Sur l'écran, toute une plaque d'échantillon. Les courbes rouges sigmoïdes signifient des tests positifs. La courbe rouge plus faible, au bas de l'écran, est un test positif à faible charge virale. Les courbes verts, plates, sont des tests négatifs. // Source : Numerama / Arnaud Gelineau

Sur l'écran, toute une plaque d'échantillon. Les courbes rouges sigmoïdes signifient des tests positifs. La courbe rouge plus faible, au bas de l'écran, est un test positif à faible charge virale. Les courbes verts, plates, sont des tests négatifs.

Source : Numerama / Arnaud Gelineau

Une fois que toute la série analysée est validée, alors les résultats sont exportés vers le système informatique central. Ces résultats reviennent alors à un biologiste médical, en laboratoire de proximité, qui va valider définitivement l’interprétation. La conclusion du dépistage vous est alors rendue, et ainsi s’achève le long trajet de votre échantillon.

Le moindre grain de sable a un impact

Au fil de toutes ces étapes, le moindre grain de sable a un impact sur le délai de rendu. « Même si je prends un tube en priorité, et que je le mets dans la machine, il ne sortira pas dans la seconde qui suit. Par moment, il y a des problèmes techniques, des plaques qui ne fonctionnent pas. Malheureusement, cela génère des tubes qu’on va réanalyser, il faut reparcourir le circuit, ce qui va allonger le délai de rendu », illustre Sabria Boudjahlat.

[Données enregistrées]
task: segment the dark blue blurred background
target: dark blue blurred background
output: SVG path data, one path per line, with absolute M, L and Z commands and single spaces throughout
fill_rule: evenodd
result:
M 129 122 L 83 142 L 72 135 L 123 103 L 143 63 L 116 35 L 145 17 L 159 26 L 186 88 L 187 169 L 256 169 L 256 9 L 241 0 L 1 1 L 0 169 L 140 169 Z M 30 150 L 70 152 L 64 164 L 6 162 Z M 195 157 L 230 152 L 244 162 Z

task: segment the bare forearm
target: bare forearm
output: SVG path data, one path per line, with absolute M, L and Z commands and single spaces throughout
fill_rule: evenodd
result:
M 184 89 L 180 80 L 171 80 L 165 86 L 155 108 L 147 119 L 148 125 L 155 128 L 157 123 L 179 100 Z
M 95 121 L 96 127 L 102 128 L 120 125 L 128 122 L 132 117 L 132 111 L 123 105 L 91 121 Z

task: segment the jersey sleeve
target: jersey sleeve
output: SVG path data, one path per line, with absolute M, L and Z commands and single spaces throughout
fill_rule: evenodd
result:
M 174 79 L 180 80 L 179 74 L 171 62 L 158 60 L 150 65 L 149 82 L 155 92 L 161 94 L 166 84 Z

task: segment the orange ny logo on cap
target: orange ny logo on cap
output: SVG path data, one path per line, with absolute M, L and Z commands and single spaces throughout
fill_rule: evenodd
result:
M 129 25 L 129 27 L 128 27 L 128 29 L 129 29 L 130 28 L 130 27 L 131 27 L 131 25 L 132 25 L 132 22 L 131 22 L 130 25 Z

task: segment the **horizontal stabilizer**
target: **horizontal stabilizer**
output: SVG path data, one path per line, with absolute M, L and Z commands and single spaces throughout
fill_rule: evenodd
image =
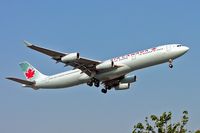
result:
M 7 77 L 6 79 L 9 79 L 9 80 L 12 80 L 12 81 L 24 84 L 24 85 L 30 85 L 31 86 L 31 85 L 35 84 L 35 82 L 31 82 L 31 81 L 27 81 L 27 80 L 23 80 L 23 79 L 18 79 L 18 78 Z

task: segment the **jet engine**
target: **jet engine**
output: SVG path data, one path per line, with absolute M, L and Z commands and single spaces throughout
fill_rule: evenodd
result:
M 125 76 L 120 82 L 121 83 L 133 83 L 136 82 L 137 77 L 135 75 Z
M 118 86 L 115 87 L 115 90 L 126 90 L 129 89 L 130 83 L 119 83 Z
M 111 60 L 104 61 L 103 63 L 99 64 L 96 66 L 97 70 L 102 70 L 102 69 L 110 69 L 114 67 L 114 62 Z
M 72 61 L 75 61 L 75 60 L 78 60 L 79 59 L 79 53 L 70 53 L 68 55 L 65 55 L 61 58 L 61 61 L 62 62 L 72 62 Z

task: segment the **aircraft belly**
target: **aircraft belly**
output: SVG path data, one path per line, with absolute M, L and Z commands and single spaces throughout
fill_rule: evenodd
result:
M 130 71 L 131 71 L 131 68 L 124 65 L 122 67 L 116 68 L 116 69 L 108 71 L 108 72 L 99 73 L 95 76 L 95 78 L 97 78 L 99 80 L 111 80 L 111 79 L 121 77 L 121 76 L 129 73 Z
M 65 88 L 65 87 L 72 87 L 75 85 L 79 85 L 85 83 L 89 80 L 89 76 L 85 73 L 73 73 L 68 74 L 56 78 L 49 78 L 46 82 L 38 82 L 36 84 L 39 88 Z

### Consigne A:
Dans le texte sur l'analyse des tests de dépistage, résumez sous forme de liste le paragraphe qui commence par « Une fois que toute la série analysée est validée » en gardant ses faits principaux.
### Consigne B:
D'après le texte sur l'analyse des tests de dépistage, que veut dire la courbe rouge plus faible située au bas de l'écran ?
### Consigne C:
Reprenez le texte sur l'analyse des tests de dépistage juste après sa dernière phrase.

### Réponse attendue A:
- Quand toute la série analysée est validée, les résultats sont envoyés au système informatique central.
- Un biologiste médical, dans un laboratoire de proximité, valide définitivement l'interprétation.
- Le résultat du dépistage est rendu, ce qui termine le trajet de l'échantillon.

### Réponse attendue B:
C'est un test positif à faible charge virale.

### Réponse attendue C:
Les soucis techniques peuvent venir des machines. Elles sont sollicités « en continu », pointe Kader Merah, le directeur du plateau technique que nous avons visité, alors « qu’initialement, elles n’ont pas été conçues pour ces cadences aussi importantes ». Raison pour laquelle plusieurs machines différentes ont été achetées : si l’une a un problème, il doit toujours y en avoir plusieurs qui fonctionnent, en permanence.

Automate d'extraction du matériel génétique des échantillons. // Source : Numerama / Arnaud Gelineau

Automate d'extraction du matériel génétique des échantillons.

Source : Numerama / Arnaud Gelineau

Sur le plateau technique, le personnel est également dépendant de l’approvisionnement en ressources. « Les délais sont liés non seulement à l’activité du laboratoire, mais aussi à la réception des réactifs, ajoute le biologiste Benoit Chassain. Et la grande difficulté qui persiste, c’est la fluctuation dans la livraison et la mise à disposition des réactifs par les fournisseurs de biologie médicale… au-delà de la capacité des laboratoires à faire des tests et à avoir du personnel pour les réaliser. »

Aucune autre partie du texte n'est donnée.